A run of records
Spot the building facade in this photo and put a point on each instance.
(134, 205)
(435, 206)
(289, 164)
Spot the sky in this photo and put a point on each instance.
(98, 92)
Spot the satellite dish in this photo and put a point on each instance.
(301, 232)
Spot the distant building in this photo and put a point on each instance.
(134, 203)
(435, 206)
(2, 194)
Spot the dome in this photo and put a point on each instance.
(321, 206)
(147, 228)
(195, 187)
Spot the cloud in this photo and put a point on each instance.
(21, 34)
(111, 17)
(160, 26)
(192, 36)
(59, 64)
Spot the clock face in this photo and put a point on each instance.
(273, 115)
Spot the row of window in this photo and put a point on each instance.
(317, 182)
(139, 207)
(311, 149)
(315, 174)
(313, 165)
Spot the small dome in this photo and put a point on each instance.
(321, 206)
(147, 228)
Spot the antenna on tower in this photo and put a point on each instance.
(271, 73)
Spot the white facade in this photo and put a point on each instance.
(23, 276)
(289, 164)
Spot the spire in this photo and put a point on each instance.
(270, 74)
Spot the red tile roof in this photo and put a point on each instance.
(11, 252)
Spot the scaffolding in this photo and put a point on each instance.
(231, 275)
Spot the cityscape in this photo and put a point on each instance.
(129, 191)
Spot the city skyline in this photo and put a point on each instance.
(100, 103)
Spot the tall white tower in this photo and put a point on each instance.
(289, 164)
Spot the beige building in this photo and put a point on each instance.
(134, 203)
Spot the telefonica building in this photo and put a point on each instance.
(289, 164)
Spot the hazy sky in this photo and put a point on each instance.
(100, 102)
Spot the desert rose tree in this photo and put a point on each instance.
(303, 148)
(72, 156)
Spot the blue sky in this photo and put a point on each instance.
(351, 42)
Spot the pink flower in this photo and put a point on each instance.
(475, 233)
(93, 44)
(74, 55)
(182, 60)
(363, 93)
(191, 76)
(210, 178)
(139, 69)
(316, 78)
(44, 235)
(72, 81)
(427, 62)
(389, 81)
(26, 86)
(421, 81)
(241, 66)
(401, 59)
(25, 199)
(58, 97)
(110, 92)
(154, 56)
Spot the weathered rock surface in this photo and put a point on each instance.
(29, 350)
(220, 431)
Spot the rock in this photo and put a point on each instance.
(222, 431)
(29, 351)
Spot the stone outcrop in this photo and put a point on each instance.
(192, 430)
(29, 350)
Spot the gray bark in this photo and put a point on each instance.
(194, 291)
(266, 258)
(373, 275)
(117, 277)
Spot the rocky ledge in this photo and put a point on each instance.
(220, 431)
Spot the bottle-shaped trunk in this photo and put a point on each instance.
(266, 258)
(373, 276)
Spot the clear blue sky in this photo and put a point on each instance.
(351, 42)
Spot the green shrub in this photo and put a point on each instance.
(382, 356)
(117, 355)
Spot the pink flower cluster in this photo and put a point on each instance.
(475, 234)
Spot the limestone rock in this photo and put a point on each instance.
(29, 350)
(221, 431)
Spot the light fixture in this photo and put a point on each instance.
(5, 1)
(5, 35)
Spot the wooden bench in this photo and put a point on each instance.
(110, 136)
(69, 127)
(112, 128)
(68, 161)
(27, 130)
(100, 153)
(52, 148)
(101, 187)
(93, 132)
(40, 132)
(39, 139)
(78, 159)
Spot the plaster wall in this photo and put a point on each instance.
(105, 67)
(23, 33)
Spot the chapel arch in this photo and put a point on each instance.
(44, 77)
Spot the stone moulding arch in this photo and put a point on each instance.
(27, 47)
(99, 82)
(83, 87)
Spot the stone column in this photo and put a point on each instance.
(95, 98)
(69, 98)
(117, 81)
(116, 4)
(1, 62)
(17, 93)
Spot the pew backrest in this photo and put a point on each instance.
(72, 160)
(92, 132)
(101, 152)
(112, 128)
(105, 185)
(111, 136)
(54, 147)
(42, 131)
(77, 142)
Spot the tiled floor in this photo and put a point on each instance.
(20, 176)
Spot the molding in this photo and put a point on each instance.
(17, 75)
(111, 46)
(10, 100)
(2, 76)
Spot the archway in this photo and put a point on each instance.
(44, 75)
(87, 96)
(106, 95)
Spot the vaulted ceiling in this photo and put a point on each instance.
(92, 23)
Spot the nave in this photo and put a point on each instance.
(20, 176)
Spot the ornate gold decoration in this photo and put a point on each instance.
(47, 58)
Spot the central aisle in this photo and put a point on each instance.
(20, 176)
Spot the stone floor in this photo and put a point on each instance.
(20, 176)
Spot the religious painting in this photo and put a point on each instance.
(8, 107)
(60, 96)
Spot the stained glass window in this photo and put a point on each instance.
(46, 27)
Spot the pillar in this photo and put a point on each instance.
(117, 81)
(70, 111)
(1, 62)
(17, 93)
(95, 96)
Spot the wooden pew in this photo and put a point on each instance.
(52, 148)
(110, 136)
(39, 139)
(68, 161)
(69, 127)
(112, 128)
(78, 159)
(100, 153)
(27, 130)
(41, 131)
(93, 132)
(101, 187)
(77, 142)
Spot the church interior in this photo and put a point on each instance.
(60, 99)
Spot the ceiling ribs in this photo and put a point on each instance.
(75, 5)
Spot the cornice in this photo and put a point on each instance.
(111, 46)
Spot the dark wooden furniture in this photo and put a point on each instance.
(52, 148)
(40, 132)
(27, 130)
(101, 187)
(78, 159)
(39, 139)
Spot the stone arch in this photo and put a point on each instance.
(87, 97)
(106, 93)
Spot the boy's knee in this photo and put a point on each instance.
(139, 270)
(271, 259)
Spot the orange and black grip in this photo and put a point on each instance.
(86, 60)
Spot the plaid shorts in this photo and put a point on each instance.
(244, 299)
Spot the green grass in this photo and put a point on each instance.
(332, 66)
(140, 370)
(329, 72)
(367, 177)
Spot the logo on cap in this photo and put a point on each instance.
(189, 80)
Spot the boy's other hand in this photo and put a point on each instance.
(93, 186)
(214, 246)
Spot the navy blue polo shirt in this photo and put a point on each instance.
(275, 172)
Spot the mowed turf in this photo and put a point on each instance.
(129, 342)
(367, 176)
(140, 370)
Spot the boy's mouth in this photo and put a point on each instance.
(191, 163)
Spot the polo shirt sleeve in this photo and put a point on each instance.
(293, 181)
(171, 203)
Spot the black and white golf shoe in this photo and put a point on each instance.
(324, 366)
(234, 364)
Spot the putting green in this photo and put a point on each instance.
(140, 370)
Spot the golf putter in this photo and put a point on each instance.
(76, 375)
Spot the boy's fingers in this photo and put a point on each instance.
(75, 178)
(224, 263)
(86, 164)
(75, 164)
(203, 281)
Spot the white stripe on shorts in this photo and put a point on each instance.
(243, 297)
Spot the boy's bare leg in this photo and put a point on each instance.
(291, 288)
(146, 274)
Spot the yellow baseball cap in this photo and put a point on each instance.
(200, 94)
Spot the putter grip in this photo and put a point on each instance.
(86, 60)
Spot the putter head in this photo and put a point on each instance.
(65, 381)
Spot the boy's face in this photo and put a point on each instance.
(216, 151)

What to work on: Each record above should be output again exactly.

Solution to the problem:
Spot the building facade in this photo and put a point on each instance.
(134, 205)
(435, 206)
(289, 164)
Spot the sky in this photo and put a point on each instance.
(98, 92)
Spot the satellite dish in this photo and put a point on each instance.
(301, 232)
Spot the distant building in this photo and put a point on each instance.
(134, 203)
(435, 206)
(2, 194)
Spot the dome in this photo and put a point on each instance.
(321, 206)
(147, 228)
(195, 187)
Spot the cloud in this photo and put a point on each instance.
(21, 34)
(111, 17)
(160, 26)
(192, 36)
(59, 64)
Spot the clock face in this photo and put a point on each instance.
(273, 115)
Spot the row of window in this photo and put a point on each instance.
(317, 182)
(139, 207)
(311, 149)
(315, 174)
(313, 165)
Spot the small dome in this photo and put a point on each instance.
(321, 206)
(147, 228)
Spot the antenna on tower in this photo and put a point on each instance.
(271, 73)
Spot the white facade in this photo and put a point on each instance.
(23, 276)
(289, 164)
Spot the spire in this photo and put a point on each instance.
(270, 74)
Spot the red tile roof in this photo and put a point on each instance.
(11, 252)
Spot the scaffolding in this photo and put a point on each instance.
(231, 275)
Spot the cityscape in this photo and put a point on each instance.
(129, 191)
Spot the city skyline in this photo and put a point on each instance.
(100, 103)
Spot the tall white tower in this photo and put a point on each instance.
(289, 164)
Spot the beige building in this photo and put a point on each instance.
(134, 203)
Spot the telefonica building in this photo and put a point on each instance.
(289, 164)
Spot the hazy sky in this photo and put a point on each instance.
(100, 102)
Spot the desert rose tree in this photo and put a point on each instance.
(303, 148)
(72, 156)
Spot the blue sky in this photo and put a point on each instance.
(351, 42)
Spot the pink flower in this photo and put a point on each instance.
(475, 233)
(93, 44)
(74, 55)
(182, 60)
(363, 93)
(191, 76)
(210, 178)
(139, 69)
(316, 78)
(44, 235)
(72, 81)
(427, 62)
(389, 81)
(26, 86)
(421, 81)
(241, 66)
(401, 59)
(25, 199)
(58, 97)
(110, 92)
(154, 56)
Spot the weathered rock surface in this photo and put a point on each instance.
(29, 350)
(220, 431)
Spot the rock in this photo and put a point on each instance.
(222, 431)
(29, 351)
Spot the stone outcrop in this photo and put a point on each instance.
(192, 430)
(29, 350)
Spot the gray bark in this photo and put a point on each instance.
(194, 291)
(266, 258)
(373, 275)
(117, 277)
Spot the rocky ledge in this photo and put a point on each instance.
(220, 431)
Spot the bottle-shaped trunk in this photo and put a point on each instance.
(266, 258)
(373, 276)
Spot the clear blue sky in this photo and put a point on each instance.
(351, 42)
Spot the green shrub in this photo and put a point on each instance.
(382, 356)
(117, 355)
Spot the pink flower cluster in this photo and put a point on each instance.
(475, 234)
Spot the limestone rock in this photo and put a point on each instance.
(29, 350)
(221, 431)
Spot the light fixture in this photo and put a point on each instance.
(5, 1)
(5, 35)
Spot the wooden bench in this photo and put a point on each instance.
(110, 136)
(69, 127)
(112, 128)
(68, 161)
(27, 130)
(100, 153)
(52, 148)
(101, 187)
(93, 132)
(40, 132)
(39, 139)
(78, 159)
Spot the plaster wall in this photo and put a point on each instance.
(105, 67)
(23, 33)
Spot the chapel arch in this photo and put a point on each instance.
(44, 77)
Spot the stone moulding arch in this photo and put a point on each instance.
(27, 47)
(99, 82)
(83, 87)
Spot the stone column in this photo and put a point on each instance.
(95, 98)
(69, 98)
(117, 81)
(116, 4)
(1, 62)
(17, 93)
Spot the pew backrest in this photo and put a point on each instance.
(72, 160)
(92, 132)
(101, 152)
(112, 128)
(105, 185)
(111, 136)
(54, 147)
(42, 131)
(77, 142)
Spot the tiled floor in this photo and put a point on each instance.
(20, 176)
Spot the molding in this photo and put a point on each instance.
(17, 75)
(111, 46)
(10, 100)
(2, 76)
Spot the archway in this photo and put a point on each instance.
(44, 75)
(87, 96)
(106, 95)
Spot the vaulted ceiling in this photo and put a point on each instance.
(92, 23)
Spot the nave in this photo and put a point on each instance.
(20, 176)
Spot the ornate gold decoration in this photo and put a point on each instance.
(47, 58)
Spot the central aisle in this photo and put a point on each instance.
(20, 176)
Spot the stone floor in this photo and put a point on each instance.
(20, 176)
Spot the religious painting in this photo and put a point on each instance.
(8, 107)
(60, 96)
Spot the stained glass window in this photo and put a point on each instance.
(46, 27)
Spot the pillar in this photo and put a point on each instance.
(117, 81)
(70, 111)
(1, 62)
(17, 93)
(95, 96)
Spot the wooden pew in this photo and put a point on each instance.
(52, 148)
(110, 136)
(39, 139)
(68, 161)
(69, 127)
(112, 128)
(78, 159)
(100, 153)
(27, 130)
(41, 131)
(93, 132)
(101, 187)
(77, 142)
Spot the church interior in this photo and put a point on each instance.
(60, 99)
Spot the ceiling ribs in this photo and put a point on each instance.
(75, 5)
Spot the cornice in this photo and put a point on each instance.
(111, 46)
Spot the dark wooden furniture in this photo and put a point on each instance.
(52, 148)
(40, 132)
(27, 130)
(101, 187)
(78, 159)
(39, 139)
Spot the stone arch in this photo and put a point on each instance.
(87, 97)
(106, 93)
Spot the boy's knee in this photo and put a point on each instance.
(139, 270)
(271, 259)
Spot the orange and black grip in this photo and put a point on each instance.
(86, 60)
Spot the plaid shorts in this photo and put a point on each instance.
(244, 299)
Spot the green grass in this photo and put a point on each instance.
(332, 66)
(140, 370)
(329, 72)
(367, 177)
Spot the logo on cap in this photo and put a point on each instance.
(189, 80)
Spot the boy's other hand in this photo and put a point on each instance.
(93, 186)
(214, 246)
Spot the navy blue polo shirt in this photo and put a point on each instance.
(275, 172)
Spot the mowed turf in this photo and put a point on each instance.
(129, 342)
(367, 176)
(140, 370)
Spot the boy's mouth in this photo and put a point on each instance.
(191, 163)
Spot the polo shirt sleeve in this photo and put a point on each instance.
(293, 181)
(171, 203)
Spot the black and white golf shoe in this photo and put a point on each instance.
(324, 366)
(234, 364)
Spot the putting green in this photo and put a point on each instance.
(140, 370)
Spot the golf putter in this photo and put a point on each instance.
(76, 375)
Spot the boy's fingers in this photo and put a point on each instance.
(75, 178)
(224, 263)
(86, 164)
(75, 164)
(203, 281)
Spot the white stripe on shorts in this photo and put a point on each instance.
(243, 297)
Spot the boy's bare leg in this photo and put a point on each instance.
(291, 288)
(146, 274)
Spot the yellow baseball cap in this photo and put a point on each instance.
(200, 94)
Spot the putter grip in this photo and put a point on each instance.
(86, 60)
Spot the putter head in this photo and put a point on each instance.
(65, 381)
Spot the boy's face in this photo and put a point on each instance.
(216, 151)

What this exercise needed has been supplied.